Copy every entry exactly as given, minus the images.

---------- GIVEN DATA

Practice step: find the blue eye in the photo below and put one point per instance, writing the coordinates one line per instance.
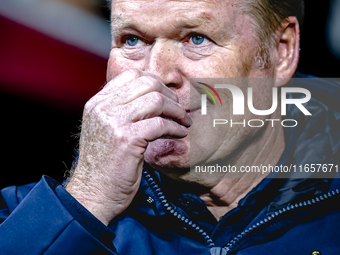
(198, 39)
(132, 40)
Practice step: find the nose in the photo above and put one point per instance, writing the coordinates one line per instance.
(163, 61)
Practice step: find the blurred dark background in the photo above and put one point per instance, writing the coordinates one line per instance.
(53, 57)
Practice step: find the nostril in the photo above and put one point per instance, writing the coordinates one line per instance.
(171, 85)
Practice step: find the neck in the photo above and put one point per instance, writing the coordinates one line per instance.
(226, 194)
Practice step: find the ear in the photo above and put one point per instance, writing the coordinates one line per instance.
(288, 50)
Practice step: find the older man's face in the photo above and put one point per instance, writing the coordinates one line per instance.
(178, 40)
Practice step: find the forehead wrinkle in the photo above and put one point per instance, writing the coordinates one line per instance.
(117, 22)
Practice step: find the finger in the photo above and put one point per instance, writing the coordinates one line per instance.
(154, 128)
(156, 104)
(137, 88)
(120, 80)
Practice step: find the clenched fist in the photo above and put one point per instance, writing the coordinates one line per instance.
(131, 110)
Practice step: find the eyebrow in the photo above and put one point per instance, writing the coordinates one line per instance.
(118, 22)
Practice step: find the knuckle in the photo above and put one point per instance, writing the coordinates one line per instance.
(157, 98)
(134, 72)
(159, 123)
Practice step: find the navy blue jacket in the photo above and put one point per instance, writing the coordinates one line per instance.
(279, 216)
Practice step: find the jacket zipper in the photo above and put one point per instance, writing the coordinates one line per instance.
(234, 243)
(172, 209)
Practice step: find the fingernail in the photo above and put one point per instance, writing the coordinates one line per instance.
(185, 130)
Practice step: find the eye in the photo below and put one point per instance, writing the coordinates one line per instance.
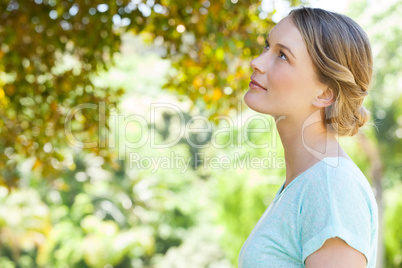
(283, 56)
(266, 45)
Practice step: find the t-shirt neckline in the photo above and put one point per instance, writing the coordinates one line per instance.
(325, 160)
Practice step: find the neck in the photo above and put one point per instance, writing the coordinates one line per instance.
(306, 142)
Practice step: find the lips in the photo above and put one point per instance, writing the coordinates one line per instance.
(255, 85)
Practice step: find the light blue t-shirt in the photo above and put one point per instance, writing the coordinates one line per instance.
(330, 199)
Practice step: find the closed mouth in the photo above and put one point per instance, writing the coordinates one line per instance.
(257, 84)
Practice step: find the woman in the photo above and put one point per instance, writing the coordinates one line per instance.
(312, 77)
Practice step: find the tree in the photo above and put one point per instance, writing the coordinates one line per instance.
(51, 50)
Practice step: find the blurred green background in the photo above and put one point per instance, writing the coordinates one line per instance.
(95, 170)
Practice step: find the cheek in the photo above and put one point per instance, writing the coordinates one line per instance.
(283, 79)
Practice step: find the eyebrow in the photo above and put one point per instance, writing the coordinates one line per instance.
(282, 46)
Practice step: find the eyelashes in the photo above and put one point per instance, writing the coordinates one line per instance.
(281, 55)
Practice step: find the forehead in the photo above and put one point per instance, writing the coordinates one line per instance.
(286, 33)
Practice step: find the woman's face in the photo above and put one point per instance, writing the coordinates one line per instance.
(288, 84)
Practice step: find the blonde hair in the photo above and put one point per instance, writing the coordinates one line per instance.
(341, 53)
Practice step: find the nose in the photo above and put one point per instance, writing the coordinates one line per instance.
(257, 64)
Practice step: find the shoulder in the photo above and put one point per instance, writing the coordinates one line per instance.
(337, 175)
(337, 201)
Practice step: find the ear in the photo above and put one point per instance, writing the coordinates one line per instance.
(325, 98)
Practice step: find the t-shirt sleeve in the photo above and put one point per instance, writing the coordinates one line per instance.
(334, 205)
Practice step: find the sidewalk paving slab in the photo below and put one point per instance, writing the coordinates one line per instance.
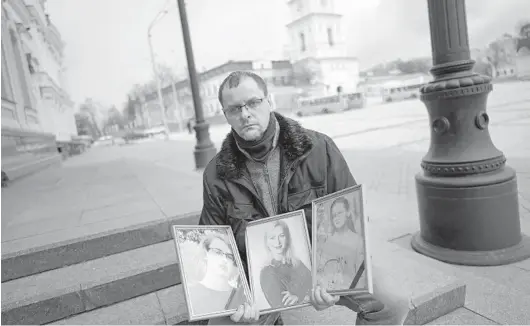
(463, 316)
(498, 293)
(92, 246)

--------------------

COMPLETE ANSWER:
Practice step: find the blue eye in the photo below and put one point per instance, writing the coordinates one line per instance.
(198, 39)
(132, 40)
Practice step: find the nose in the photo above and put one point per instance, writing the coordinates one line per instance.
(163, 61)
Practice step: find the blurred dark background in the photo above and put one point per instance, writing the coordinates one line per instance.
(53, 57)
Practice step: find the nostril in the photo above and put one point per instance, writing the coordinates one line per instance.
(171, 85)
Practice step: find the neck in the photo above and put one point per instance, writing the coordinates one line per instance.
(226, 194)
Practice step: find the ear in the photo above and put one point per instance, writing the coordinates one line per instance.
(288, 50)
Practice step: find the older man's face in the photo above and put one point per instance, writing the coordinates one line per instance.
(178, 40)
Practice step: find the forehead wrinkle in the photo above and put one point per instance, writing the coordinates one line per instance.
(117, 22)
Practice step: find the finger in the photo above and put one point per instance, writing the coordinates one line per instance.
(154, 128)
(156, 104)
(137, 88)
(120, 80)
Practice step: find the clenched fist in the photo above and put one point per instance, writing the coordinates one line per instance.
(131, 110)
Practice step: find the eyebrow in the photo above and put one point per instance, writing the coordinates one line per instance.
(118, 22)
Practice step: find the knuckle in the photo above and put one point per instance, writing the coordinates one line per instance.
(157, 98)
(134, 72)
(159, 123)
Practice step: find the navy blue jacket in the photo above and put one point per instance, writing the coordinates one line per instance.
(279, 216)
Practice step: find the jacket zipper in the photo above and put one point per instance, writing the coordinates one line per instance.
(234, 243)
(172, 209)
Practice step: find the fingernail in the photo above and put one point per instance, writing the coordinates one line per instance.
(185, 130)
Practice step: find the eye in the photo below and put one point per instance, writing the coordinates one line per instance.
(283, 56)
(266, 45)
Practice step: find the t-shirt neckline in the photo above and put one point per instance, writing the coordinates one line per instance.
(325, 160)
Practice step: find the neck in the photo above and put one point per instance, writing the coordinates one line per instance.
(306, 142)
Practice step: find the lips in the photo above and put one point per instance, writing the coordinates one line per instance.
(255, 85)
Practice step: find the light blue t-shirt in the photo above and put one point per instance, writing the coordinates one line per instance.
(330, 199)
Practice step: find the closed mouth in the photo above and put one point per instance, writing the coordinates one line per instance.
(257, 84)
Practice step: find the woman in the photo above and put one point per instance, writing the coordinates one line per instance.
(312, 77)
Practice step: find the tree in the photo above and put one point per instance, writing the coordinates one line per instance.
(51, 50)
Practice step: find the blurred green background in the photo above and put one point per instance, writing the coordinates one line per instance.
(95, 170)
Practice step: find the cheek in the photo above and put one point per instance, writing the coordinates one line per instance.
(283, 79)
Practice step: find the eyebrow in the photo above and put one point per instance, writing the coordinates one line per instance.
(282, 46)
Practice step: find the eyelashes in the photo above and put one point per instance, writing the coordinates one line per instance.
(281, 55)
Practice step: find the forehead in the photo above and put one point per instance, writing the coordinates one line per instance.
(286, 33)
Practice step: find the woman's face in the photo above and put one point per instance, writing the coordinates one line per instance.
(288, 84)
Practice step: find the blonde hair in the photo above and put one point per instance, writing the coordinates one line per instance.
(341, 53)
Practice step: find the nose in the photo above and put one point per instance, writing the coordinates one line per instance.
(257, 64)
Practice step: find the shoulder in the photo above and put one point per instance, writing the coordinates one line per instance.
(337, 175)
(337, 201)
Practice step: find the ear in the photo above and put one point per instance, writing the coordinates one line per instance.
(325, 98)
Practice step: find the t-shirt sleeve in the photo above and put one point per instance, writing the coordinates one line per instance.
(334, 205)
Practice step: find the sidewalk paving slab in the photo below and put one point per instance, writing the coordinates one line per instance.
(463, 316)
(498, 293)
(92, 246)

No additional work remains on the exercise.